◆ Given exercise
Show each line below that contains the word "every".

◆ Supplied records
--- BEGIN ---

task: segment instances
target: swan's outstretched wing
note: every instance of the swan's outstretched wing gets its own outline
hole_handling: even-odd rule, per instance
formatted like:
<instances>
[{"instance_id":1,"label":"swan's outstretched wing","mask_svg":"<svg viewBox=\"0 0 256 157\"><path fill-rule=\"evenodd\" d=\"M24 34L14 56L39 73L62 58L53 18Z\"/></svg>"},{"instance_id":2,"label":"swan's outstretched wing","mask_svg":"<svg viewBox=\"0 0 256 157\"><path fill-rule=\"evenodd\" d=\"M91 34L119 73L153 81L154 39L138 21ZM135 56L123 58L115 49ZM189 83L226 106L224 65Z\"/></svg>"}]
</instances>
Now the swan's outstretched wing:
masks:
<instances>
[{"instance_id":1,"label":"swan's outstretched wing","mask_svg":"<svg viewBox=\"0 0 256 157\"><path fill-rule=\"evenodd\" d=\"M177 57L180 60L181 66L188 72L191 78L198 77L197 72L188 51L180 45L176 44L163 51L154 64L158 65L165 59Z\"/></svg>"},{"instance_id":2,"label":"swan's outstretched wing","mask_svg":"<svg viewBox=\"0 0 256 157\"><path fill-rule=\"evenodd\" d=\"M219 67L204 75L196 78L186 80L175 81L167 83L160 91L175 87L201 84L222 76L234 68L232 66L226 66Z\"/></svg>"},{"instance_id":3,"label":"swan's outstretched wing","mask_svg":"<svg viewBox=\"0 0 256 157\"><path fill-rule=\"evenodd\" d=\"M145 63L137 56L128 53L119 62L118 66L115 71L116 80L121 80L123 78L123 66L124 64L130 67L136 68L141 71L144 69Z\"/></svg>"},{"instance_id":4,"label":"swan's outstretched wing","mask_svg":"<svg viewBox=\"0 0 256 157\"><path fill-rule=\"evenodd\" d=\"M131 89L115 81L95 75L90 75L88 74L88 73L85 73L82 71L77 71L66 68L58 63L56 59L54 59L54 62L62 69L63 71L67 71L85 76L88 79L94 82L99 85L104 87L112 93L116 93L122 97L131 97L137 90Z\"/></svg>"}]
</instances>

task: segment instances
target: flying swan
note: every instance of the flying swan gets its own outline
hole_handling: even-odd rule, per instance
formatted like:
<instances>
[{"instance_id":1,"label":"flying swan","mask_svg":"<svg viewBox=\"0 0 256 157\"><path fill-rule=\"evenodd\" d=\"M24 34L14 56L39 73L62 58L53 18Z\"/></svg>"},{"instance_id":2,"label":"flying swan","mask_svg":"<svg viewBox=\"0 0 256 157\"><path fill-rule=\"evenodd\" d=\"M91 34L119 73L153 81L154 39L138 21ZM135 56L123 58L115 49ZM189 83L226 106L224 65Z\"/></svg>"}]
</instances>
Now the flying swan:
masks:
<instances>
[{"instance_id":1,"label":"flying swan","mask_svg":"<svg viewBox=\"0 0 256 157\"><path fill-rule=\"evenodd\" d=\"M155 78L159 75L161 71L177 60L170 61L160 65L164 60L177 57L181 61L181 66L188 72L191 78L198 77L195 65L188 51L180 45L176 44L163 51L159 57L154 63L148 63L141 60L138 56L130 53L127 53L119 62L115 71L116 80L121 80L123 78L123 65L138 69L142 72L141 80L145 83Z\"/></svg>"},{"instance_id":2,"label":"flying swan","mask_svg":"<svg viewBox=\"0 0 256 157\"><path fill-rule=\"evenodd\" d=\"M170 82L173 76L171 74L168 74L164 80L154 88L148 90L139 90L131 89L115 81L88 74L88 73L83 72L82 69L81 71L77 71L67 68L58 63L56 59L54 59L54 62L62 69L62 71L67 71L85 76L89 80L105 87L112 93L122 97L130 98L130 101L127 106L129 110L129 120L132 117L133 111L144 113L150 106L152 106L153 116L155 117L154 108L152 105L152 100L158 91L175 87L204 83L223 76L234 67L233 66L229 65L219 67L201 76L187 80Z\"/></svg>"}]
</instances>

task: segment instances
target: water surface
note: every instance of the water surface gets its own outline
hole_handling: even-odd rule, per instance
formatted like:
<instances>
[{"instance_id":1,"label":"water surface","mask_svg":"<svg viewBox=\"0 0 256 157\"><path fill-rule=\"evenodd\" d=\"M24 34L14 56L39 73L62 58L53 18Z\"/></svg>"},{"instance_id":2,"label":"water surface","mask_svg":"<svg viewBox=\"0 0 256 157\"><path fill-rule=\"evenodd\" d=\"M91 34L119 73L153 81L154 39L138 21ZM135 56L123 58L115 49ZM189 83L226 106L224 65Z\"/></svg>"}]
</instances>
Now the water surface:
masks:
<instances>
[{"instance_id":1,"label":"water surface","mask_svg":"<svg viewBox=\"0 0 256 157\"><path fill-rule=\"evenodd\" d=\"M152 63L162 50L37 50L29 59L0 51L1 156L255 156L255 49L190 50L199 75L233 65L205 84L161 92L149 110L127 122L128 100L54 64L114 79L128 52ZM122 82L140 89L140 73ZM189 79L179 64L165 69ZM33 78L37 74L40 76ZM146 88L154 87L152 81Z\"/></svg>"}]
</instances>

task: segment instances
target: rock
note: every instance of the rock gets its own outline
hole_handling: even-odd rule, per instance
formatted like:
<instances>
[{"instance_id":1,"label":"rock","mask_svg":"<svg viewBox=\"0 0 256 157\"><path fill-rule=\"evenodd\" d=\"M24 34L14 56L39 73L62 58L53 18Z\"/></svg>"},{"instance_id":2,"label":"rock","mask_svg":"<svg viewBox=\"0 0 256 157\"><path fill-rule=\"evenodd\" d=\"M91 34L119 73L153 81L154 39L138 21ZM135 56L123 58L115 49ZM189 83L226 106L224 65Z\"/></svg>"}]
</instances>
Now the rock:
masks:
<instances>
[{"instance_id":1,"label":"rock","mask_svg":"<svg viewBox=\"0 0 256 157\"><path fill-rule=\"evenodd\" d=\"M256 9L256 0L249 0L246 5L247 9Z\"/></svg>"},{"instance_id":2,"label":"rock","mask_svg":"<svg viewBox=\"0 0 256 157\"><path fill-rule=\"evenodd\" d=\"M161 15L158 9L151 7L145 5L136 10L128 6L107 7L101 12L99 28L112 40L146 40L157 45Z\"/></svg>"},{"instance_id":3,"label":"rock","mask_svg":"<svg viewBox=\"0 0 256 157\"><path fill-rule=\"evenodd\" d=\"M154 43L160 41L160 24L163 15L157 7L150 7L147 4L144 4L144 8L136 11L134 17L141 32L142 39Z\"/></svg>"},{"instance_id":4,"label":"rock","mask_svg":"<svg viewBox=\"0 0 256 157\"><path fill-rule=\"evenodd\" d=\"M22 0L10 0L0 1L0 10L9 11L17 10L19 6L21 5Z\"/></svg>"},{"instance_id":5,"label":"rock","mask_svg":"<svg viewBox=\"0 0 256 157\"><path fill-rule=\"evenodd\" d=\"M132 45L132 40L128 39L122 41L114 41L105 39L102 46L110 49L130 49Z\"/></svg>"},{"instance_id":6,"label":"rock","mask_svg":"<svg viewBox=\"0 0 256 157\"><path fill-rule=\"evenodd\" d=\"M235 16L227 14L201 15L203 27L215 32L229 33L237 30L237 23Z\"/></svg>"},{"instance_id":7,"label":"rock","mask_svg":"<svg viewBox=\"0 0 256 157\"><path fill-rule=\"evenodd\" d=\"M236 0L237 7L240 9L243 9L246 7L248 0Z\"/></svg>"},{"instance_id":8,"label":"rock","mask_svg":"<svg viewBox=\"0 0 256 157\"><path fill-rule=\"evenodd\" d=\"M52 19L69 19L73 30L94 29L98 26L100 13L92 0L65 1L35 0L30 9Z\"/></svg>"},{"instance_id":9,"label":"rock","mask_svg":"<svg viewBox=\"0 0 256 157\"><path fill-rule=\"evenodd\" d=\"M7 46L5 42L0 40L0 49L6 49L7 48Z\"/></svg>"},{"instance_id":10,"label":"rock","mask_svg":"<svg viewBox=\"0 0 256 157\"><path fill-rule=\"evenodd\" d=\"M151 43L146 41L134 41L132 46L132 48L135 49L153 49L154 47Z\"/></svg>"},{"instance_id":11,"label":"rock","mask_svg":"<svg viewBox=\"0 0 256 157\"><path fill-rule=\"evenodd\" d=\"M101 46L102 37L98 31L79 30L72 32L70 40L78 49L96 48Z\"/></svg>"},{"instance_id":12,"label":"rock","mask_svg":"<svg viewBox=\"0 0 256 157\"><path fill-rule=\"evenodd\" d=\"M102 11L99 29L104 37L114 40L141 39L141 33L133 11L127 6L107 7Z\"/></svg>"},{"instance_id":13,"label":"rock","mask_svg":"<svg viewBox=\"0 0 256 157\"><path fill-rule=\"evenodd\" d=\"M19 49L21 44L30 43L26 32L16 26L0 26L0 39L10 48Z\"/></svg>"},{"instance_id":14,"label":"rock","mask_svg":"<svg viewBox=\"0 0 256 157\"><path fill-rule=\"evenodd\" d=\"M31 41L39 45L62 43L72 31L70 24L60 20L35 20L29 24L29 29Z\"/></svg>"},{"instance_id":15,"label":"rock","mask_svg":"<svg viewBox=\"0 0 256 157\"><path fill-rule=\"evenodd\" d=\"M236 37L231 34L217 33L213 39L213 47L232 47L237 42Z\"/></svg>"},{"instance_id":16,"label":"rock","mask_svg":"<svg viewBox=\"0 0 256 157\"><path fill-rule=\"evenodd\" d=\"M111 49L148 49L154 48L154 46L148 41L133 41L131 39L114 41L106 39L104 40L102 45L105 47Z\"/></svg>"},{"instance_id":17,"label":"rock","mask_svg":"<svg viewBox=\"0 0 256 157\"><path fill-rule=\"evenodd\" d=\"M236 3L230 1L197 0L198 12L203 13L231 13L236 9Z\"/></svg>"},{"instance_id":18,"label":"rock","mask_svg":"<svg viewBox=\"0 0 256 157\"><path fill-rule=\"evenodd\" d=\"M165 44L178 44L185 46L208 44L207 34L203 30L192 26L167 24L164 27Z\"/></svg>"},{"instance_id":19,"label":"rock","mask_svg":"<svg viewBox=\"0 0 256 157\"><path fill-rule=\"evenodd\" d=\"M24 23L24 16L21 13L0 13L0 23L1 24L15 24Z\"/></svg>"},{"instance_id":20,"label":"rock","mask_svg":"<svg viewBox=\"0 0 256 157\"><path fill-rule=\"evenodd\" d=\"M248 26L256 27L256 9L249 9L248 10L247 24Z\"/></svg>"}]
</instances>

--- END ---

◆ Exercise answer
note: every instance of the swan's outstretched wing gets its own outline
note: every instance of the flying swan gets its own outline
note: every instance of the water surface gets its own outline
note: every instance of the rock gets its own outline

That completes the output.